Gather every line in the items below that contains the word "folded" and copy each one out in full.

- _Provided material_
********************
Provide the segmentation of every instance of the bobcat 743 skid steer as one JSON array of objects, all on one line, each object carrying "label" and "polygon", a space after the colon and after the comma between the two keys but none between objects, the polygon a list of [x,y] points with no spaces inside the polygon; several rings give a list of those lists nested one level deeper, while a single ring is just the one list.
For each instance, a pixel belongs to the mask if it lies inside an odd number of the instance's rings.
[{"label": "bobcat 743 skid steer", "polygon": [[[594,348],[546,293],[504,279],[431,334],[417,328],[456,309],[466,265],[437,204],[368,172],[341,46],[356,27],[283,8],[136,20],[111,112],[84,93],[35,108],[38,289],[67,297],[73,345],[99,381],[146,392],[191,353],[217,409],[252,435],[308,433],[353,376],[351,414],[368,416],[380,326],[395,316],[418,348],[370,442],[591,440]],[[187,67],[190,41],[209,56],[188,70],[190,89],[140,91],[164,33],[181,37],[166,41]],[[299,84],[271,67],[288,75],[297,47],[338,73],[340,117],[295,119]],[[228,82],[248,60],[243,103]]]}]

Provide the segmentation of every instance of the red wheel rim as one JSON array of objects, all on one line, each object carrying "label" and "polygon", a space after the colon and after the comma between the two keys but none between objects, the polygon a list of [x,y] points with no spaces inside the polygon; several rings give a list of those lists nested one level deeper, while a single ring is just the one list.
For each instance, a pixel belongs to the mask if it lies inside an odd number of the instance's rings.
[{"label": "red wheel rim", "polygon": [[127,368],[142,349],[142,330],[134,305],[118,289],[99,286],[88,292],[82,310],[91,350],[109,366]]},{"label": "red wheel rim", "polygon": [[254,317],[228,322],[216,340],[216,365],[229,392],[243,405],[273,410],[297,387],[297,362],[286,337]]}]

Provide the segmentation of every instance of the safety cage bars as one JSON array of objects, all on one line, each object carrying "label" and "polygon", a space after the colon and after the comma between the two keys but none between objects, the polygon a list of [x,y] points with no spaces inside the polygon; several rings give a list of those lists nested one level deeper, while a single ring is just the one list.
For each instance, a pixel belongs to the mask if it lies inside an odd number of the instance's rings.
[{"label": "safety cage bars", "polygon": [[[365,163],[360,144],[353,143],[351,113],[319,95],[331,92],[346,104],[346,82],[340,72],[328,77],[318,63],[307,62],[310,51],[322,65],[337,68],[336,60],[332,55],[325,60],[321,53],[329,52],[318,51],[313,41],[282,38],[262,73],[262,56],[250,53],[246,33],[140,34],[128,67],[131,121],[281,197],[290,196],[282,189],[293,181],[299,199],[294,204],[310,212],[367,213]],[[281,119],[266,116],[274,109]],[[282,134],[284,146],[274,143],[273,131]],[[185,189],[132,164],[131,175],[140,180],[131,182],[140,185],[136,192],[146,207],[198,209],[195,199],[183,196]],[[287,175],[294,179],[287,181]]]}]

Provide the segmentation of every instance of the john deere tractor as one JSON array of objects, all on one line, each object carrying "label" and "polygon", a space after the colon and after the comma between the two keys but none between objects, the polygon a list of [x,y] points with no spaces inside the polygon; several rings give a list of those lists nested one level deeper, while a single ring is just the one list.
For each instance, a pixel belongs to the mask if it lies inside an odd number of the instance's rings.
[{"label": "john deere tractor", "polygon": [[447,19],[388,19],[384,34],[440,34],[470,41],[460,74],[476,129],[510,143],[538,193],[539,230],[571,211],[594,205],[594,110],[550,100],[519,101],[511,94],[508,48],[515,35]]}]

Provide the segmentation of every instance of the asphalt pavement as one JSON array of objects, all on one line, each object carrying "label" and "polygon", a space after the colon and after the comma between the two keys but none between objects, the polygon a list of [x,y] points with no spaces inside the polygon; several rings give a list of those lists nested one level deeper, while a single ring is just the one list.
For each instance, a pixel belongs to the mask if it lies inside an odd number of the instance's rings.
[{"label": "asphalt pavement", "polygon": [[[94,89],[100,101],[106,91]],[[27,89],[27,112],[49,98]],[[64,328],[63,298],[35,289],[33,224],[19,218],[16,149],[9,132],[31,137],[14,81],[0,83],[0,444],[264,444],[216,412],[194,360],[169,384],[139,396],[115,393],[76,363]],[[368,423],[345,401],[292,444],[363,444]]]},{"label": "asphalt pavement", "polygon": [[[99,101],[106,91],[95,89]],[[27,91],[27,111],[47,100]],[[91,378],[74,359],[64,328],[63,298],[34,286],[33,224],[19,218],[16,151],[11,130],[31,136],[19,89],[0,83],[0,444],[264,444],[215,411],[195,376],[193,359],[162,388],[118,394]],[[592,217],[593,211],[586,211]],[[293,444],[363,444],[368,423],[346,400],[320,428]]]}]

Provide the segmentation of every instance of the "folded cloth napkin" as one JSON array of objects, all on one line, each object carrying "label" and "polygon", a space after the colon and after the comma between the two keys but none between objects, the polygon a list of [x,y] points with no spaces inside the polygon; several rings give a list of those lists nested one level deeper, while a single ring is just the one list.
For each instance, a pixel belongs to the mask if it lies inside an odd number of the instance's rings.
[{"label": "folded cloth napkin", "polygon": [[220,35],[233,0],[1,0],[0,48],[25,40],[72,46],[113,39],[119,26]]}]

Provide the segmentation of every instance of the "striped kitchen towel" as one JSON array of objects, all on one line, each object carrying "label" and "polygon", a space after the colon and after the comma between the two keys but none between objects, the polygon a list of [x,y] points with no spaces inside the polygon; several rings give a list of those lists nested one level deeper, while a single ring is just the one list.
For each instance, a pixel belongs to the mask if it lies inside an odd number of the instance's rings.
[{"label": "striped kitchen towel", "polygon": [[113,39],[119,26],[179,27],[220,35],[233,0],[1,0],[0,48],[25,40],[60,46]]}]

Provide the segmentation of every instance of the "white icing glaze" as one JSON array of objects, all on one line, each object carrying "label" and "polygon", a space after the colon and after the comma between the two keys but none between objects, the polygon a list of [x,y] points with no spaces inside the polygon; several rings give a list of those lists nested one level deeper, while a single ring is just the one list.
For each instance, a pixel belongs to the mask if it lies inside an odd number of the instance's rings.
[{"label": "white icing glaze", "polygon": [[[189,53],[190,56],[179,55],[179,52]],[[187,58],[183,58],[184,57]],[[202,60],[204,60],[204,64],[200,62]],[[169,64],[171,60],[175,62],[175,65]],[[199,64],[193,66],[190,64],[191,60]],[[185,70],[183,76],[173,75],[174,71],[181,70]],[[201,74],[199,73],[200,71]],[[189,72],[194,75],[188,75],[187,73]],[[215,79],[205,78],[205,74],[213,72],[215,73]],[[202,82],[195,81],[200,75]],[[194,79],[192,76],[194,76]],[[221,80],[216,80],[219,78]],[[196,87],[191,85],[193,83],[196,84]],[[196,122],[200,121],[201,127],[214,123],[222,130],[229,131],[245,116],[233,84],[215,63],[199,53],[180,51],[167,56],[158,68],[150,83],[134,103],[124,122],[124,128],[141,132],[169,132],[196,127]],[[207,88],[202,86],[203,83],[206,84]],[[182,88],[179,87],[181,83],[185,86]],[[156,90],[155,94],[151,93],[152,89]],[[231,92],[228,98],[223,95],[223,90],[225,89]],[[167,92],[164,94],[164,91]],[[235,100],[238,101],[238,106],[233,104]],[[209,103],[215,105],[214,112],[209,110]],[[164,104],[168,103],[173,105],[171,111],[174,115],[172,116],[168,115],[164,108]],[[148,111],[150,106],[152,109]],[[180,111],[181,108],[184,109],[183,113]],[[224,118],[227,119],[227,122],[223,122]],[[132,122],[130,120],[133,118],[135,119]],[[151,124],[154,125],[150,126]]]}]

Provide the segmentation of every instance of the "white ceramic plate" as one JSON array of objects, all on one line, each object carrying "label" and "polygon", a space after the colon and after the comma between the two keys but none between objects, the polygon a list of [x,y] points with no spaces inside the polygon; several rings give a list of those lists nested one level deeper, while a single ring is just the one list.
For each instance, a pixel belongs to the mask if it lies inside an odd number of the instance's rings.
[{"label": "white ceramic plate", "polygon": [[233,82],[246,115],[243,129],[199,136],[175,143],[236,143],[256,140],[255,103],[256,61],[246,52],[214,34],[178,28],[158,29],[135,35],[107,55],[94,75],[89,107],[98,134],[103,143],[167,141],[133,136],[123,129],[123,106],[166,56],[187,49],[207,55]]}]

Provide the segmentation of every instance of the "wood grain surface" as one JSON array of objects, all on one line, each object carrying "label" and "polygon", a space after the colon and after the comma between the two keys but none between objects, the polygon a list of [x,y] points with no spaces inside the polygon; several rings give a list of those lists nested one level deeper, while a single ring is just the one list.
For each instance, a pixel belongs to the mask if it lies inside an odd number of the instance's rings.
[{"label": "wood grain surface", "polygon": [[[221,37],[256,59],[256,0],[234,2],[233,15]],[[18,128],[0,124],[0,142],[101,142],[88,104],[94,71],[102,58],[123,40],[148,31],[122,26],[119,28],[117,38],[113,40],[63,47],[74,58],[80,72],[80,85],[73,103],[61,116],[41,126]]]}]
********************
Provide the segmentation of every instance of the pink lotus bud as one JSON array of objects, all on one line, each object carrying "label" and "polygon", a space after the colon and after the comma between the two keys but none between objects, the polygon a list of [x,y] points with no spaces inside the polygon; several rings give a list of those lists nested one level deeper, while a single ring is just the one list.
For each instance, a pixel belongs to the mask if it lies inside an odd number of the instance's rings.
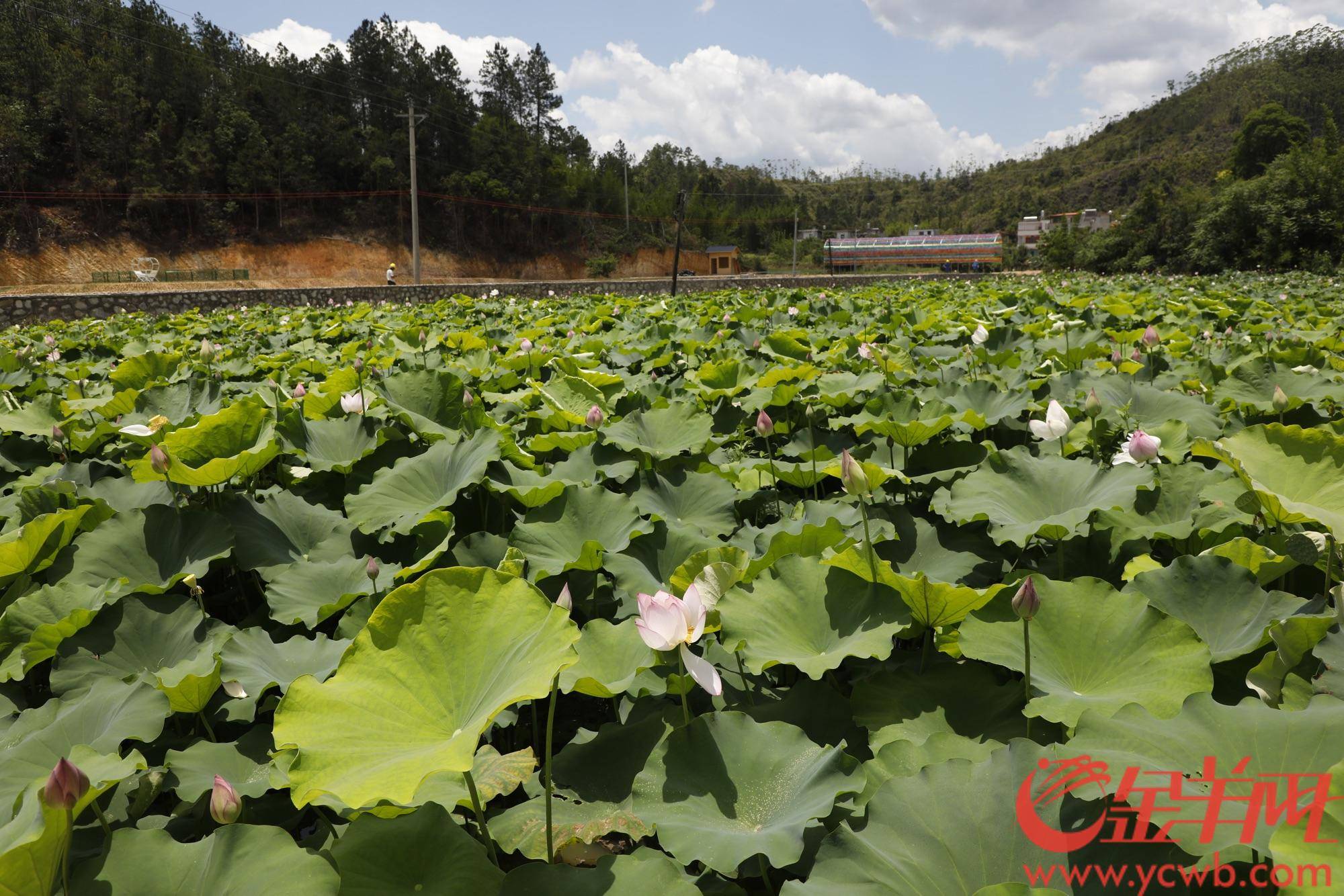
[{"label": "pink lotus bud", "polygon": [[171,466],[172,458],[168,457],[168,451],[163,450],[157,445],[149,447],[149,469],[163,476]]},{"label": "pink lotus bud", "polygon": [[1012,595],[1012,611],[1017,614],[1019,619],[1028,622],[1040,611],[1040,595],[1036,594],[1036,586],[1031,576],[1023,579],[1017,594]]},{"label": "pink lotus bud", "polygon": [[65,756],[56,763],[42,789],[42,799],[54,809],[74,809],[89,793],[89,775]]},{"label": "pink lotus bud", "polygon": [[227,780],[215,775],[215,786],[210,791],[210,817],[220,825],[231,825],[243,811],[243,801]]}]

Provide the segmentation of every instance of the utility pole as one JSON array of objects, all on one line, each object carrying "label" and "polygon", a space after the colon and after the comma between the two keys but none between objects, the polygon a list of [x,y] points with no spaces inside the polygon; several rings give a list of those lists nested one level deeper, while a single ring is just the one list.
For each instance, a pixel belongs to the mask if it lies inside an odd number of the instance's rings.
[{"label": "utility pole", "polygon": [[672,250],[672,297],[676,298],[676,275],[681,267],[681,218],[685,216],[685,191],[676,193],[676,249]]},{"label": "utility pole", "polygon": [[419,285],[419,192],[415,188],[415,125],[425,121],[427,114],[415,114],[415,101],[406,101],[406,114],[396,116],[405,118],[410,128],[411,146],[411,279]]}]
********************
- _Task solution_
Provide the segmentation of every instance of the "folded cloth napkin" as one JSON array of objects, all on one line, each object carrying "label" and "polygon", a space after the colon and after the comma between the two keys but none between objects, the polygon a list of [x,y] points with no spaces inside the polygon; several rings give a list of those lists nested one level deeper, while a single ring is just the one list.
[{"label": "folded cloth napkin", "polygon": [[220,35],[233,0],[1,0],[0,48],[25,40],[72,46],[113,39],[119,26]]}]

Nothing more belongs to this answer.